-- START PAGE TEXT --

# Rear Slide Adjustment?



## sptddog (Mar 22, 2006)

Took my Mom camping this weekend and she ended up sleeping on the couch - she SWORE it felt like she was sleeping downhill in the rear slide of my 250RS. Told her she was loco, and then sat a level on the rear slide support bar before I pulled out today. Sure as sure, it's leaning slightly down. Do the bars adjust? One other thing I noticed is that when I put the right rear support bar on (before the slide is out), the top attachment point pulls away from the trailer - need to look again to see if it's just a bolt that needs tightening or more. The left side is tight. I couldn't see any adjustment on the bars though that would raise them to make the rear slide more level. Is it supposed to be that way? Thoughts?

Oh,and don't tell Mom.


----------



## crunchman12002 (Jul 26, 2009)

-- END PAGE TEXT --
-- START DATASET EXTRACT --

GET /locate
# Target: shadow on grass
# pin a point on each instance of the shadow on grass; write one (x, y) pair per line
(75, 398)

-- END DATASET EXTRACT --
-- START DATASET EXTRACT --

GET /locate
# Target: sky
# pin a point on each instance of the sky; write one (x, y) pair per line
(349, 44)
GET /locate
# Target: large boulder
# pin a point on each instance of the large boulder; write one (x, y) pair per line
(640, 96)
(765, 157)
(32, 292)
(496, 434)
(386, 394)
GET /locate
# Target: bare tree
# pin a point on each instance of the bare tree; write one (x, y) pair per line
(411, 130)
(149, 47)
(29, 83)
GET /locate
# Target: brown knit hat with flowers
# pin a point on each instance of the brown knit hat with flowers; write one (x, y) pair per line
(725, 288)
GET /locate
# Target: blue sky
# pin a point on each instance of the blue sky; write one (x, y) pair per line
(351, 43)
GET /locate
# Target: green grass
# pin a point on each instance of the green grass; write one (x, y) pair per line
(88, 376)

-- END DATASET EXTRACT --

Rewrite the stretch of the rear slide forum thread from "## sptddog (Mar" through "(Jul 26, 2009)", replacing "Mom" with "Dad".

## sptddog (Mar 22, 2006)

Took my Dad camping this weekend and she ended up sleeping on the couch - she SWORE it felt like she was sleeping downhill in the rear slide of my 250RS. Told her she was loco, and then sat a level on the rear slide support bar before I pulled out today. Sure as sure, it's leaning slightly down. Do the bars adjust? One other thing I noticed is that when I put the right rear support bar on (before the slide is out), the top attachment point pulls away from the trailer - need to look again to see if it's just a bolt that needs tightening or more. The left side is tight. I couldn't see any adjustment on the bars though that would raise them to make the rear slide more level. Is it supposed to be that way? Thoughts?

Oh,and don't tell Dad.


----------



## crunchman12002 (Jul 26, 2009)